E se la velocità della luce non
fosse costante?
Che la velocità della luce nel
vuoto fosse la stessa per tutti i fotoni è da sempre uno dei pilastri della
fisica e della relatività. Ma alcune teorie alternative non la vedono così. I
risultati dello studio di un gruppo di ricercatori guidato da Maria Grazia
Bernardini forniscono un nuovo limite sull'energia dei fotoni oltre il quale
gli effetti di gravità quantistica diventano importanti
Rappresentazione artistica di due stelle di neutroni piccolissime, ma
molto dense, sul punto di fondersi e esplodere come kilonova. L’impulso di
radiazione emessa è un lampo di raggi gamma (Grb) corto. Crediti: Eso/L.
Calçada/M. Kornmesser
La velocità della luce nel vuoto
è una costante di natura. Anzi, non proprio. Alcune teorie quantistiche della
gravità minano questa certezza, suggerendo che i fotoni, i “quanti” di luce,
potrebbero viaggiare a velocità diverse che dipendono dalla loro energia. Per
indagare questa ipotesi e soprattutto provare a quantificare l’entità di questo
effetto, un gruppo di ricercatori guidati da Maria Grazia Bernardini, ora in
forza all’Università di Montpellier in Francia e associata Inaf, che ha visto
la partecipazione di colleghi dell’Istituto nazionale di astrofisica di Milano,
ha realizzato uno studio sulla luce emessa dai lampi di raggi gamma (Gamma-Ray
Burst, Grb) corti, potenti esplosioni cosmiche legate alla fusione di stelle di
neutroni. I risultati di questa indagine, pubblicati in un articolo sulla
rivista Astronomy & Astrophysics, forniscono un nuovo limite sull’energia
dei fotoni oltre il quale gli effetti di gravità quantistica diventano
importanti e rappresentano un passo importante per l’utilizzo dei GRB corti
come strumento per studiare gli aspetti più estremi della Fisica. Uno dei
concetti fondamentali della fisica moderna riguarda la cosiddetta duplice
natura della luce. La luce infatti si può descrivere come un’onda
elettromagnetica ma, allo stesso tempo, ha proprietà tipiche delle particelle,
che in questo caso vengono chiamate fotoni. Ad ogni determinata lunghezza
d’onda della luce corrisponde un’energia del fotone associato. La teoria della
relatività speciale di Einstein prevede che la luce nel vuoto viaggi ad una
velocità costante “c” circa uguale a 300mila chilometri al secondo, quale che
sia l’energia dei fotoni. Tuttavia, alcune teorie quantistiche della gravità
considerano il vuoto come un “mezzo gravitazionale”. Secondo queste teorie,
questo “mezzo gravitazionale” conterrebbe delle disomogeneità – o fluttuazioni
– estremamente piccole, dell’ordine della cosiddetta “lunghezza di Planck” pari
a 10-33 cm, ovvero 10 miliardi di miliardi di volte più piccola del diametro di
un protone. Una sorprendente conseguenza della presenza di queste disomogeneità
sarebbe che fotoni di diversa energia non viaggerebbero più tutti a alla stessa
velocità nel vuoto, ma potrebbero avere velocità differenti che dipendono dalla
loro energia: maggiore è l’energia del fotone, maggiore sarà l’effetto dovuto
alla gravità quantistica. Se così fosse, verrebbe però violata la cosiddetta
Invarianza di Lorentz, che è proprio il principio fisico alla base della
relatività speciale.

_COMPITO ASSEGNATO:_ Trascriva senza alcuna modifica il passo dell'articolo sulla velocità della luce che comincia con "Che la velocità" e si conclude con "corto. Crediti: Eso/L.".

_Righe di un dataset di puntamento:_
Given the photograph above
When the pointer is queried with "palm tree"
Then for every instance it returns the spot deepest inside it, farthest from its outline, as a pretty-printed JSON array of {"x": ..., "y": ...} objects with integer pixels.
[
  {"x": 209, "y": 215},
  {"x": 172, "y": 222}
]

_RISPOSTA CORRETTA:_
Che la velocità della luce nel
vuoto fosse la stessa per tutti i fotoni è da sempre uno dei pilastri della
fisica e della relatività. Ma alcune teorie alternative non la vedono così. I
risultati dello studio di un gruppo di ricercatori guidato da Maria Grazia
Bernardini forniscono un nuovo limite sull'energia dei fotoni oltre il quale
gli effetti di gravità quantistica diventano importanti
Rappresentazione artistica di due stelle di neutroni piccolissime, ma
molto dense, sul punto di fondersi e esplodere come kilonova. L’impulso di
radiazione emessa è un lampo di raggi gamma (Grb) corto. Crediti: Eso/L.